> _GIVEN INFORMATION_
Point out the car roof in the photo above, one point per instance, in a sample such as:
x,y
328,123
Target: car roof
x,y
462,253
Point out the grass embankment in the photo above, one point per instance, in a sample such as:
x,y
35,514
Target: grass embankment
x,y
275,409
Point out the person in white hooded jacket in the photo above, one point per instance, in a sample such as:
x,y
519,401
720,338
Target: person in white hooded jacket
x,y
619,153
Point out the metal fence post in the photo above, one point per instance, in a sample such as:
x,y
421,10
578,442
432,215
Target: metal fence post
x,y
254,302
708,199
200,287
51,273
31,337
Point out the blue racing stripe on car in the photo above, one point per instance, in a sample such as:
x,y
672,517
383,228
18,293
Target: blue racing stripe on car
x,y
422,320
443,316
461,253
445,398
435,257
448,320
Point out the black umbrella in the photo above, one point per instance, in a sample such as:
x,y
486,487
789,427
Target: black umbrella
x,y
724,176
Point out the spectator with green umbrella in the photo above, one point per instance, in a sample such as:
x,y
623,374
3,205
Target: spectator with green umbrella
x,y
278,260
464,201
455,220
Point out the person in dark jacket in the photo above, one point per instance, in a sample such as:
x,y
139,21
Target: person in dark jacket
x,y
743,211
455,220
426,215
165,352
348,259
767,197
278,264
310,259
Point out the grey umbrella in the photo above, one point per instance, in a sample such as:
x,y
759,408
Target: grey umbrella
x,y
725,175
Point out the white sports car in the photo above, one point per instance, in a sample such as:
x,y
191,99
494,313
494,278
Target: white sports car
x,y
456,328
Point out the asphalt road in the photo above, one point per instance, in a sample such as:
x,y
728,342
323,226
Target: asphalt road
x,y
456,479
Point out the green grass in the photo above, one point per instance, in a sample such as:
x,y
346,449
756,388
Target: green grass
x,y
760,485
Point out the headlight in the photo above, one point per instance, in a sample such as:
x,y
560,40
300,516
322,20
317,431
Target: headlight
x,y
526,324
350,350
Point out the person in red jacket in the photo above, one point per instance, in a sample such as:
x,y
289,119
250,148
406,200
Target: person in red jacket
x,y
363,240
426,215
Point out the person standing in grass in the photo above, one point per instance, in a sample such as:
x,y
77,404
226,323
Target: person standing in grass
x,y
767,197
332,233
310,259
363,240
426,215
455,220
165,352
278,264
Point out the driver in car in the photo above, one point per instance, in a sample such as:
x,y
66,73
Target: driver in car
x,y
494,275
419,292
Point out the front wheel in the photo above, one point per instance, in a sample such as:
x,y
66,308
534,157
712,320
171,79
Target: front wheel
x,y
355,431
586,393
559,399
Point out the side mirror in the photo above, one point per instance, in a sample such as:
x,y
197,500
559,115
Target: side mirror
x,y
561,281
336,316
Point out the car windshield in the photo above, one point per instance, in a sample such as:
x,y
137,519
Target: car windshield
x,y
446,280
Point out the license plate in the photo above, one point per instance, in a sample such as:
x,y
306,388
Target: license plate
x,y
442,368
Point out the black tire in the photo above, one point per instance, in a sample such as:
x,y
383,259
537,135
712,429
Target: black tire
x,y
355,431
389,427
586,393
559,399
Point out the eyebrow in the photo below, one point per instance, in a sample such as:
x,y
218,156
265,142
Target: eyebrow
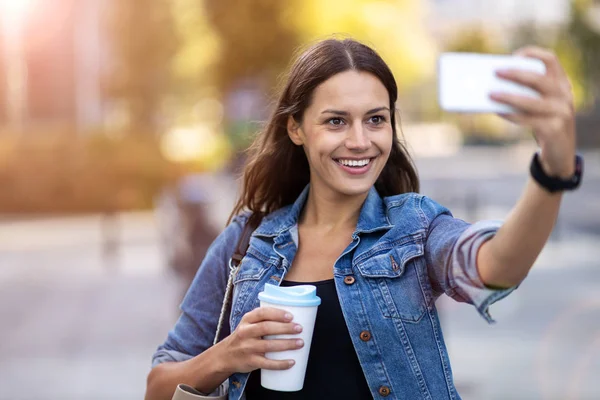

> _PROBLEM STATEMENT_
An exact copy of every entry above is needed, with the pictures left out.

> _ANSWER SECTION_
Point out the car roof in the photo above, one point per instance, in a sample such as:
x,y
328,123
Target: car roof
x,y
462,253
Point out the grass embankment in the photo above, one point per instance, in a sample such as:
x,y
35,514
Target: grass embankment
x,y
275,409
Point out the person in white hooded jacket in the photo above, one point per instance, in a sample such as:
x,y
519,401
720,338
Target: person in white hooded jacket
x,y
619,153
Point out the metal fence post in the photo above, one point per instance, in a sample such as:
x,y
421,10
578,442
432,215
Target: metal fence post
x,y
254,302
708,199
200,287
51,273
31,337
Point out the blue racing stripe on car in the photo above, one point per instance, in a sample such as:
x,y
672,517
383,228
18,293
Target: blue racing stripe on car
x,y
422,320
443,316
461,253
445,398
435,257
448,320
Point out the black umbrella in the photo above, one point per instance, in a sample such as:
x,y
486,487
789,427
Target: black umbrella
x,y
724,176
Point out the spectator with green umbrella in the photo above, one point per instance, in a sample such as:
x,y
623,374
3,205
Target: spectator with green umbrella
x,y
278,260
464,201
455,220
Point out the person in dark jacket in the photo above, one point per instance, in a sample such as:
x,y
139,21
Target: person in dark jacket
x,y
743,211
455,220
426,215
165,352
348,259
767,197
278,264
310,259
Point out the grey umbrella in the photo above, one point per instance, in a sample such as:
x,y
759,408
Target: grey umbrella
x,y
725,175
Point out the white sports car in the photo above, one point per instance, in a sample such as:
x,y
191,99
494,313
494,278
Target: white sports car
x,y
456,328
Point out the asphalt road in the photo above, one point per instance, in a sample such as:
x,y
728,342
323,226
Target: asphalt road
x,y
456,479
Point out the green grass in the photo above, one point per instance, in a sample such as:
x,y
346,449
756,388
Target: green grass
x,y
760,485
Point out the headlight in the photo above, one point per instance, in a sample such as:
x,y
560,40
300,516
322,20
317,431
Target: headlight
x,y
526,324
350,350
Point out the person in red jacket in the photo above, one point per instance, in a sample such as:
x,y
289,119
250,148
406,200
Target: person in red jacket
x,y
363,240
426,215
Point out the person standing in grass in the photo above, one point per instance, in a sample such as:
x,y
77,404
226,323
Target: person standing in grass
x,y
767,197
332,233
310,259
363,240
426,215
455,220
165,352
278,264
Point out the driver in car in the photo above, one point per instance, in a sample such as:
x,y
66,73
Target: driver in car
x,y
494,275
419,292
Point out the front wheel in the photo above, one point per instance, in a sample such as:
x,y
66,308
534,157
712,320
171,79
Target: front wheel
x,y
355,431
586,393
559,399
Point out the side mirror in the photo above, one point per instance, in a sample such as:
x,y
197,500
559,115
Target: side mirror
x,y
561,281
336,316
Point out the car windshield in the photo above, one point per instance, in a sample such as:
x,y
137,519
Target: car windshield
x,y
446,280
Point out the license plate in the photo above, one point per instance, in a sample such as:
x,y
306,388
Target: license plate
x,y
442,368
Point out the black tire in the photo above, one point per instance, in a sample such as:
x,y
383,259
537,135
712,429
Target: black tire
x,y
355,431
389,427
586,393
559,399
Point out the eyebrow in the photo below, one point per instance, in a sample such as:
x,y
218,156
265,142
Target: eyebrow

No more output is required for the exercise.